### Work request
Take the entries below and print, exactly, the stretch from the line containing "Target: paved road" through the line containing "Would you mind pointing out the tall", both included.
(Data listing Opens)
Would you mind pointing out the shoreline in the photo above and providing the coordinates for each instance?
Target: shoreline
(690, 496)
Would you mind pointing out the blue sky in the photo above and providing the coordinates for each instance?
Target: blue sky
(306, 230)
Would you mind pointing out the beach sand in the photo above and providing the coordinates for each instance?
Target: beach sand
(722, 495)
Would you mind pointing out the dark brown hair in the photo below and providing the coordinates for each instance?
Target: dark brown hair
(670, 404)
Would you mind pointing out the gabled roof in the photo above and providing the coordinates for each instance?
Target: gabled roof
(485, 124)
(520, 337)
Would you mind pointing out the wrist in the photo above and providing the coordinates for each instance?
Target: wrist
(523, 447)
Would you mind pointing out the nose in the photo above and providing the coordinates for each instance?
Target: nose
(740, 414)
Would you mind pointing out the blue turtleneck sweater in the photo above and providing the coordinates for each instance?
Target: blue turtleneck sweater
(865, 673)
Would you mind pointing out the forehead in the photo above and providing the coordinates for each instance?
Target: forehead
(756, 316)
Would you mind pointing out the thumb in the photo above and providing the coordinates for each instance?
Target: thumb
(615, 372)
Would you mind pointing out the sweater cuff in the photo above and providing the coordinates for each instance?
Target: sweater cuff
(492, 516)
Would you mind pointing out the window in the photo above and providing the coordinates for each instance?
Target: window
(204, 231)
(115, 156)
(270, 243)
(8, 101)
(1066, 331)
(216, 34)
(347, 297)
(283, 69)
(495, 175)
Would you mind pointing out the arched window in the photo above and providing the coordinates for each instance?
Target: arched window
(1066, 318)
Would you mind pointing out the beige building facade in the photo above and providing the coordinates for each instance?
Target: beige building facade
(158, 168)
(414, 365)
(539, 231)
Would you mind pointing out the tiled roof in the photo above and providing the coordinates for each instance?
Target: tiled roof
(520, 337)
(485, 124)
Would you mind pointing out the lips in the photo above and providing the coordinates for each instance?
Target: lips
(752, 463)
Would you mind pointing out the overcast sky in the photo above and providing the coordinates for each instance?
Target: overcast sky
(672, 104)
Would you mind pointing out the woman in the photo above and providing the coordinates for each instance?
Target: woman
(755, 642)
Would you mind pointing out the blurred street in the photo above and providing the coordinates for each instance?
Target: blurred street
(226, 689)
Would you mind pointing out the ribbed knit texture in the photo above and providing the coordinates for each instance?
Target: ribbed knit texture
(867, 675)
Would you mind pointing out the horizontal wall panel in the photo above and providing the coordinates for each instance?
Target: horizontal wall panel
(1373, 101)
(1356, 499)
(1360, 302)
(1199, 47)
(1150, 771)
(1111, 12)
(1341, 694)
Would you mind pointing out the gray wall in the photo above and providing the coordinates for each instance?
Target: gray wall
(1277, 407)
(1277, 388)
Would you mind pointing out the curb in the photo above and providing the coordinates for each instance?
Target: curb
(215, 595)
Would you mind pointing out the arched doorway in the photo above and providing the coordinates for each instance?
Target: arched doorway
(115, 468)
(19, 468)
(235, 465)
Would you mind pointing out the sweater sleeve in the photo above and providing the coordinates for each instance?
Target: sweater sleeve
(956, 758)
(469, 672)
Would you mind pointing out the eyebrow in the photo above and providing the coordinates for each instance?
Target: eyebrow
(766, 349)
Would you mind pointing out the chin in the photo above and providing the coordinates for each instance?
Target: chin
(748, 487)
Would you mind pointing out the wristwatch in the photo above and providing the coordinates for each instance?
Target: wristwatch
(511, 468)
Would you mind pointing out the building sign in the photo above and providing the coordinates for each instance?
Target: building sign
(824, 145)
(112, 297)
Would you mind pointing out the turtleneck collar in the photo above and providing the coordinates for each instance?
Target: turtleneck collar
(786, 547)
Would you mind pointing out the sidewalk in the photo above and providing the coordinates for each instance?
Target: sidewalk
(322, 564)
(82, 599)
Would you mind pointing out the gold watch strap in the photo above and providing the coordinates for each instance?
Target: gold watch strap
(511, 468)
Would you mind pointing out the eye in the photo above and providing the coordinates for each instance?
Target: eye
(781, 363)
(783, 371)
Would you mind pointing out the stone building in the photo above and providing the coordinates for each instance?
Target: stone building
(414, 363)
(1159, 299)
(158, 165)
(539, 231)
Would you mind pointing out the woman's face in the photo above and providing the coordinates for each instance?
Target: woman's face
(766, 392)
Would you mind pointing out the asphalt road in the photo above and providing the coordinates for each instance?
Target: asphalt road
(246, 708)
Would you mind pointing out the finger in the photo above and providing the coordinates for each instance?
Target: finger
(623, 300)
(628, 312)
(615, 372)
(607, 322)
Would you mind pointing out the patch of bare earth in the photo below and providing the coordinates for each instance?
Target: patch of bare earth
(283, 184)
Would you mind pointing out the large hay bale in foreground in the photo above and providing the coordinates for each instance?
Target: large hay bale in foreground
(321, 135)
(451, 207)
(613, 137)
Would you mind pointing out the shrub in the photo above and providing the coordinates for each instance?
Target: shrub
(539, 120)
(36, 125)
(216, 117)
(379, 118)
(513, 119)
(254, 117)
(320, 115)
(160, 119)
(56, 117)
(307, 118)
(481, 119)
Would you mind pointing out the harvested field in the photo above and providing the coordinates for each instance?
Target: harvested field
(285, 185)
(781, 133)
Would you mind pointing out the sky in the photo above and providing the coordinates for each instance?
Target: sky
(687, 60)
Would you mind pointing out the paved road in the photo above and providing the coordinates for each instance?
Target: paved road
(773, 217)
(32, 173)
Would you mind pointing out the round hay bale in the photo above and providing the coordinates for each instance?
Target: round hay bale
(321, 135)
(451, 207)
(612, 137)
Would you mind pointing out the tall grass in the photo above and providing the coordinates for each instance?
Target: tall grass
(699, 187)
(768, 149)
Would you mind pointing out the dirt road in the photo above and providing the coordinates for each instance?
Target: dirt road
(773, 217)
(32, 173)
(Data listing Closes)
### Response box
Target: paved road
(773, 217)
(32, 173)
Would you mind pointing out the round hay bale in the photo above and providing the coordinates for each instance?
Target: round hay bale
(321, 135)
(451, 207)
(612, 137)
Would you mind pointing out the tall grass in the photo above and providing the coordinates for each instance?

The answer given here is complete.